**TASK INSTRUCTIONS:**
Give every line of the material again, exactly as written.

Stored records
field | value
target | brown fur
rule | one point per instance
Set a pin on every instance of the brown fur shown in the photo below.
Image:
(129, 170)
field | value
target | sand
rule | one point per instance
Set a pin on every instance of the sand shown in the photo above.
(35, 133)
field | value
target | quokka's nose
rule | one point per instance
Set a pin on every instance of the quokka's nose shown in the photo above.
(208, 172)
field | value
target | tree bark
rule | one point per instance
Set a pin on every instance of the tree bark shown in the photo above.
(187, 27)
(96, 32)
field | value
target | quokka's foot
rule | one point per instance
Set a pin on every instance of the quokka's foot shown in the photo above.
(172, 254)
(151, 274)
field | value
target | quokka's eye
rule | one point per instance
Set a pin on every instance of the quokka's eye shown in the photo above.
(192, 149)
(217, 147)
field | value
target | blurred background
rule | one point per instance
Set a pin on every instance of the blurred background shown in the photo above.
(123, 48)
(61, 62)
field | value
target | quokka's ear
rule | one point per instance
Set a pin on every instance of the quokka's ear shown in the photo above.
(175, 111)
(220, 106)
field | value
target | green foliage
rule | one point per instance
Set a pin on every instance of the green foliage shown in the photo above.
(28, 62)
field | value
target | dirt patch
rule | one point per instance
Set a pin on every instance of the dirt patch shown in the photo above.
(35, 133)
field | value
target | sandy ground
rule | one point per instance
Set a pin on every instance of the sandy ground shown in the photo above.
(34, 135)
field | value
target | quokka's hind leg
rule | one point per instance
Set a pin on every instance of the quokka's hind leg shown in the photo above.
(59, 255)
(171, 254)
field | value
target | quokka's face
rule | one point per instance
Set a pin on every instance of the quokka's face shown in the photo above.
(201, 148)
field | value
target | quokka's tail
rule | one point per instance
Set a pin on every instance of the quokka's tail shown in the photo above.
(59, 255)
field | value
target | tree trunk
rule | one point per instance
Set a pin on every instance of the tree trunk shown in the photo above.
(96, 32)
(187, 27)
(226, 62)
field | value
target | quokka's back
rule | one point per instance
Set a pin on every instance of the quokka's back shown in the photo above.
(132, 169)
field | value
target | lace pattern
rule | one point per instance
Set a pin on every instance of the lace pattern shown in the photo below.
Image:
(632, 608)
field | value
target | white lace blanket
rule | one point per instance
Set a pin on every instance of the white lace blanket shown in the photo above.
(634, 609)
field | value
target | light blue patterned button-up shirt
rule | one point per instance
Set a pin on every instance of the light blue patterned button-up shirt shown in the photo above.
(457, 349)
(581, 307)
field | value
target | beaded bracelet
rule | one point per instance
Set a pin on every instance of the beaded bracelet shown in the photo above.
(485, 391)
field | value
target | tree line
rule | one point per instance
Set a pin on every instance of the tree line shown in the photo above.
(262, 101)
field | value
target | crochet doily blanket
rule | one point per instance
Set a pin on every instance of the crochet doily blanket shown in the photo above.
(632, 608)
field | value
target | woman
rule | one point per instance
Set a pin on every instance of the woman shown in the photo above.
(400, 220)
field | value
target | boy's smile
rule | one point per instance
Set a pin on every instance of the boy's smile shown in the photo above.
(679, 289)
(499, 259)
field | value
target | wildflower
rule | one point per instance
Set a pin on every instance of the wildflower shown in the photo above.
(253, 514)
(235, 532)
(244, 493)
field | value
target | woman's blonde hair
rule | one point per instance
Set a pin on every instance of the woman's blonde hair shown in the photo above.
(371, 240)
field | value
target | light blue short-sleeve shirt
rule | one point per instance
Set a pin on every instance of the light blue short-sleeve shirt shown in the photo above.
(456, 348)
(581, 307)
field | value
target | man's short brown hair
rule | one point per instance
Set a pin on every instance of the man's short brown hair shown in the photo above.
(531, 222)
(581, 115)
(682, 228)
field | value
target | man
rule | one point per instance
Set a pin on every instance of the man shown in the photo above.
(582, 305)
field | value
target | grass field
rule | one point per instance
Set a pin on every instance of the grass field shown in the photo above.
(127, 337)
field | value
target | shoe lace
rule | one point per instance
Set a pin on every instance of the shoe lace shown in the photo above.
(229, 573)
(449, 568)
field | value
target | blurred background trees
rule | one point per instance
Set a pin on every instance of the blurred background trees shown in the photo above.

**SOLUTION FOR THIS EXERCISE:**
field | value
target | brown fur
rule | one point per instance
Set a pin on every instance of the brown fur shown in the photo below.
Image:
(129, 170)
field | value
target | sand
rule | one point per instance
Set a pin on every instance of the sand shown in the photo above.
(35, 133)
field | value
target | quokka's nose
rule | one point per instance
Set a pin on every instance of the quokka's nose shown in the photo above.
(208, 172)
field | value
target | tree bark
rule | one point per instance
Set a pin on every instance of the tree bark shown in the photo above.
(187, 27)
(96, 32)
field | value
target | quokka's foot
rule | one point per instance
Set a pin on every instance of the quokka's foot shown in the photo above.
(172, 254)
(151, 274)
field | value
target | quokka's eye
rule | one point per instance
Set a pin on every instance of the quokka's eye shown in the photo above.
(192, 149)
(217, 147)
field | value
target | blurred background
rule | one point per instance
Set a pin on every instance of the blurred background shown in the photo above.
(123, 48)
(61, 62)
field | value
target | quokka's ear
rule | one point per instance
Set a pin on every instance of the quokka's ear shown in the photo above.
(175, 111)
(220, 106)
field | value
target | green foliage
rule | one point per instance
Set a pin on every instance of the green foliage shown in the photo above.
(28, 62)
field | value
target | dirt patch
rule | one point per instance
Set a pin on every instance of the dirt patch shown in the photo above.
(35, 133)
field | value
target | sandy ground
rule | one point per instance
Set a pin on every instance of the sandy ground shown in the photo above.
(34, 135)
field | value
target | quokka's hind leg
rule | one point per instance
Set a pin on every instance of the quokka's hind leg shown in the photo above.
(59, 255)
(171, 254)
field | value
target | quokka's face
rule | one point per instance
Set a pin on every instance of the quokka's face shown in the photo above.
(201, 148)
field | value
target | quokka's tail
rule | one point per instance
Set a pin on every instance of the quokka's tail shown in the photo above.
(59, 255)
field | value
target | tree trunk
rule | one point per instance
Set a pin on every instance of the tree trunk shown in the photo above.
(96, 32)
(187, 27)
(226, 62)
field | value
target | quokka's back
rule | one point per instance
Set a pin on every instance of the quokka's back shown in the photo above.
(132, 169)
field | value
target | lace pattern
rule | one point per instance
Set a pin on every instance of the lace pattern shown in the photo below.
Image:
(632, 608)
field | value
target | white lace blanket
rule | one point per instance
Set a pin on every instance of the white lace blanket shown in the photo above.
(634, 609)
field | value
target | light blue patterned button-up shirt
rule | one point per instance
Set a pin on every instance of the light blue patterned button-up shirt shown in the photo above.
(457, 349)
(581, 307)
field | value
target | beaded bracelet
rule | one point per instance
Set a pin on every instance of the beaded bracelet shown in the photo above.
(485, 391)
field | value
target | tree line
rule | one point per instance
Set a pin on every instance of the tree line shown in the photo above.
(262, 101)
field | value
target | crochet doily blanket
rule | one point per instance
Set a pin on every instance of the crochet doily blanket shown in the photo above.
(632, 608)
field | value
target | woman
rule | one point per instance
Set a pin on every instance of the woman shown in the photo above.
(400, 220)
field | value
target | boy's smile
rule | one point per instance
Set a pin on every instance of the boy's smile shown in the photo above.
(679, 289)
(499, 259)
field | value
target | wildflower
rule | one point per instance
Set a pin on every instance of the wildflower shown in the photo above.
(253, 514)
(235, 532)
(244, 493)
field | value
target | woman's blonde hair
rule | one point per instance
Set a pin on every instance of the woman's blonde hair shown in the photo above.
(371, 240)
field | value
target | light blue short-sleeve shirt
rule | one point per instance
Set a pin on every instance of the light blue short-sleeve shirt shown in the photo above.
(456, 348)
(581, 307)
field | value
target | man's short brown hair
rule | one point per instance
Set a pin on every instance of the man's short brown hair shown in the photo above.
(531, 222)
(581, 115)
(682, 228)
field | value
target | man
rule | one point per instance
Set a pin on every instance of the man shown in the photo above.
(582, 305)
field | value
target | grass field
rule | one point per instance
Set a pin on every instance of the grass field shown in the photo above.
(127, 337)
field | value
target | shoe lace
rule | one point per instance
Set a pin on every instance of the shoe lace shown in the photo above.
(229, 573)
(449, 568)
field | value
target | blurred background trees
rule | one point per instance
Set a pin on every instance of the blurred background trees shown in the photo above.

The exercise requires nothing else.